Things to do:
• a. Repeat the passage from the forum thread on security software from "## Girderman (Oct" to "who will listen.".
• b. In the forum thread on security software, list every username that appears in a post header.
• c. According to the forum thread on security software, why does Girderman not hold it against AVG that it occasionally fails to find something?

Excerpt to read:
Grisoft were able to email me a 'patch' that rectified "Sasser" within 1¼ hours of the occurrence happening on a Saturday evening!
Good luck with your choice. :wave:


----------



## burcu (Mar 26, 2005)

Thanks much, I will keep your advice in mind next time I purchase my internet security kit


----------



## SpySentinel (May 30, 2006)

Panda is ok. Not the best yet still ok. NOD32 and Kaspersky are good AV's and ZoneAlarm and Sunbelt Kerio are good firewalls. As for Norton, I like its 2007 Internet Security. I have been a Norton user and had never had any problems. I actually have never had a ny problems with it bloating my system.


----------



## SpySentinel (May 30, 2006)

*reply*

Panda is ok. Not the best yet still ok. NOD32 and Kaspersky are good AV's and ZoneAlarm and Sunbelt Kerio are good firewalls. As for Norton, I like its 2007 Internet Security. I have been a Norton user and had never had any problems. I actually have never had any problems with it bloating my system.


----------



## Girderman (Oct 22, 2006)

*AVG vs. Norton*

I've used AVG for 3 years and never had a complaint. Occasionally it doesn't find something, but that is to be expected as no AV solution is perfect. But it is MUCH faster than any other I have tried.

Norton is useless, resource-hogging BLOAT and I recommend it's immediate removal to anyone who will listen.


----------



## SpySentinel (May 30, 2006)

Norton 2007 does not bloat the system.


----------



## johnwill (Sep 26, 2002)

SpySentinel said:


> Norton 2007 does not bloat the system.


So you say. :4-dontkno


----------

Material provided:
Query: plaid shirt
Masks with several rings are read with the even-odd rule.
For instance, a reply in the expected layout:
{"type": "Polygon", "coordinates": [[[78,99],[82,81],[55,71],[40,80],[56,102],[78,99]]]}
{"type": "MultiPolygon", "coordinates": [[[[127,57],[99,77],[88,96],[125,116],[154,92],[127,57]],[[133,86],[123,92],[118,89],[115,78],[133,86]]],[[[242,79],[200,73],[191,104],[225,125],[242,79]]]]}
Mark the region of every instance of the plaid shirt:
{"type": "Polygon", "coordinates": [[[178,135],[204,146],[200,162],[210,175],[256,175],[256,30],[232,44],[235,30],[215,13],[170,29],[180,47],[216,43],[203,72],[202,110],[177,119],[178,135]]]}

Solutions to each task:
• a.
## Girderman (Oct 22, 2006)

*AVG vs. Norton*

I've used AVG for 3 years and never had a complaint. Occasionally it doesn't find something, but that is to be expected as no AV solution is perfect. But it is MUCH faster than any other I have tried.

Norton is useless, resource-hogging BLOAT and I recommend it's immediate removal to anyone who will listen.

• b. burcu, SpySentinel, Girderman, johnwill

• c. Girderman says an occasional miss is to be expected because no AV solution is perfect.